• ACTIVITY:
Please copy the essay on media reporting about chronic illness, starting at "Why Accurate and" and ending at "And it did.", and change "newspaper" to "daily".

• TEXT UNDER STUDY:
Why Accurate and Empathetic Media Reporting on Chronic Illness Matters

A few weeks ago, I woke up and, as I do each morning, I went online to check the news on my phone. As I scrolled through my timeline, my eye fell on a tweet from a Dutch newspaper in which they linked to an opinion piece written by one of their columnists. I immediately knew from glancing at the title that this would be one of those articles that would make the metaphorical steam come out of my ears. And it did.

We all know them. Media reports that don’t take chronic illness, physical or mental, seriously. This columnist – who thinks a TV host is a narcissistic attention seeker for capturing her battle with burn-out on camera – isn’t the first and he won’t be the last to write a piece doubting my very reality. In my chronically ill lifetime that now spans a decade and a half, I have encountered many people who do not take my illness seriously. It has left deep marks. While some of us might have gotten used to receiving certain comments from people not realizing what it is like to be chronically ill, I still feel so powerless when confronted with it.

• SUPPLIED RECORDS:

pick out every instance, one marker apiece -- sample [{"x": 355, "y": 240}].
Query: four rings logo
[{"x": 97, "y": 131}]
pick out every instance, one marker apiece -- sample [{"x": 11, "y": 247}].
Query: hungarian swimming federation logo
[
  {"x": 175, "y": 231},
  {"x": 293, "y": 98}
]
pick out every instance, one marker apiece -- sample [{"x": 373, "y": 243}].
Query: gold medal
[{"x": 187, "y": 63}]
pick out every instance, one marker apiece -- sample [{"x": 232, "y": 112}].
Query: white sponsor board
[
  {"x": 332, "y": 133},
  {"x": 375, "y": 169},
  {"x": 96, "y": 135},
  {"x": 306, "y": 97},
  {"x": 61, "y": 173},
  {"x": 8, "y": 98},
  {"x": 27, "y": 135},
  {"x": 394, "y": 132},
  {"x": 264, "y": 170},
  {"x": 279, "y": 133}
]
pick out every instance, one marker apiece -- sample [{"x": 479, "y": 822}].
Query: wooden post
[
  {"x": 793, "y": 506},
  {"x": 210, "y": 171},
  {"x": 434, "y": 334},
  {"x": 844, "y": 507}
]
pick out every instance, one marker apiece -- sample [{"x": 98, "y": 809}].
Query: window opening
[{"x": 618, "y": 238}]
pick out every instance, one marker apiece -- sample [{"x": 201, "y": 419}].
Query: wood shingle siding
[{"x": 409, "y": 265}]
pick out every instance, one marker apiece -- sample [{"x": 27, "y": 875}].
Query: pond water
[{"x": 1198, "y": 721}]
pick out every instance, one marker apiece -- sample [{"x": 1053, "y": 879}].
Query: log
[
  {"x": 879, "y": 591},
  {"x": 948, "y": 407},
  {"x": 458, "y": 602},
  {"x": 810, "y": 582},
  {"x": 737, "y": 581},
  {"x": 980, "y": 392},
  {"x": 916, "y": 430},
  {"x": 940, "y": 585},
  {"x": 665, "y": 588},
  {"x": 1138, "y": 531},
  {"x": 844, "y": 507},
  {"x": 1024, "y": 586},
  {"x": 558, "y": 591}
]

• WRITTEN SOLUTION:
Why Accurate and Empathetic Media Reporting on Chronic Illness Matters

A few weeks ago, I woke up and, as I do each morning, I went online to check the news on my phone. As I scrolled through my timeline, my eye fell on a tweet from a Dutch daily in which they linked to an opinion piece written by one of their columnists. I immediately knew from glancing at the title that this would be one of those articles that would make the metaphorical steam come out of my ears. And it did.